### Instrução 1
Reúna todas as linhas dos registos que contêm a palavra "dense", respeitando as maiúsculas e minúsculas.

### Excerto de origem
◆ ◆ ◆

Grupo de combate à fome: Taxas bancárias para pequenos montantes impedem emigrantes de contribuir mais

O Grupo de Acção Cívica pela Segurança Alimentar e Nutricional (GACSA), que em Agosto lançou uma campanha de apadrinhamento de famílias vulneráveis, com uma cesta básica mensal, queixa-se das elevadas taxas de transferência bancária para pequenos montantes. Uma situação que está a impedir que mais emigrantes contribuam para esta causa. Mesmo assim, até agora, já há 22 famílias que estão a receber assistência  em quatro municípios.

Ângela Coutinho, historiadora e porta voz do GACSA, explicou ao A NAÇÃO que as elevadas taxas de transferência internacional, praticadas pelos bancos, mesmo que para pequenos montantes, estão a “atrapalhar” o projecto. 

Como diz, isso está a fazer com que menos cabo-verdianos estejam em condições de contribuir, por pouco que seja, neste projecto em que o alvo é o combate à fome de famílias carenciadas, especialmente com pessoas com deficiência e idosos isolados.

“Muita gente na Diáspora quer apoiar-nos com pequenos montantes, e vê-se impedida de fazê-lo. Por exemplo, se você quiser ajudar estas famílias em Cabo Verde com 10 euros por mês, terá de pagar 45 euros pela transferência!”, explica.

◆ ◆ ◆

### Registos de entrada
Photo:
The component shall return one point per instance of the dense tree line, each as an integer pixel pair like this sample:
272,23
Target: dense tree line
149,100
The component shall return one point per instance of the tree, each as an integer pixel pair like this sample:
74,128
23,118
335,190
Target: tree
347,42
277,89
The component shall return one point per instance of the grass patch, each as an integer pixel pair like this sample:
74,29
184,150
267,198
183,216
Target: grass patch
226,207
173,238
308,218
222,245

◆ ◆ ◆

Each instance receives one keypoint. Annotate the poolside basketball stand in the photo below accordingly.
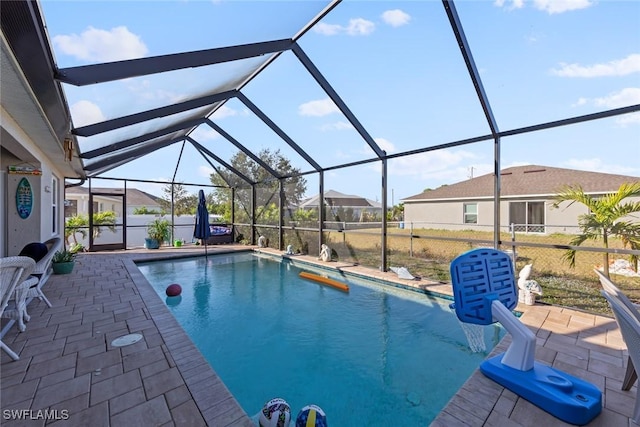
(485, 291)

◆ ◆ ◆

### Instrução 2
Repita sem alterações o trecho do excerto sobre as taxas bancárias, começando em "Grupo de combate" e terminando em "em quatro municípios.".

### Resposta esperada 1
The component shall return one point per instance of the dense tree line, each as an integer pixel pair like this sample:
Target: dense tree line

### Resposta esperada 2
Grupo de combate à fome: Taxas bancárias para pequenos montantes impedem emigrantes de contribuir mais

O Grupo de Acção Cívica pela Segurança Alimentar e Nutricional (GACSA), que em Agosto lançou uma campanha de apadrinhamento de famílias vulneráveis, com uma cesta básica mensal, queixa-se das elevadas taxas de transferência bancária para pequenos montantes. Uma situação que está a impedir que mais emigrantes contribuam para esta causa. Mesmo assim, até agora, já há 22 famílias que estão a receber assistência  em quatro municípios.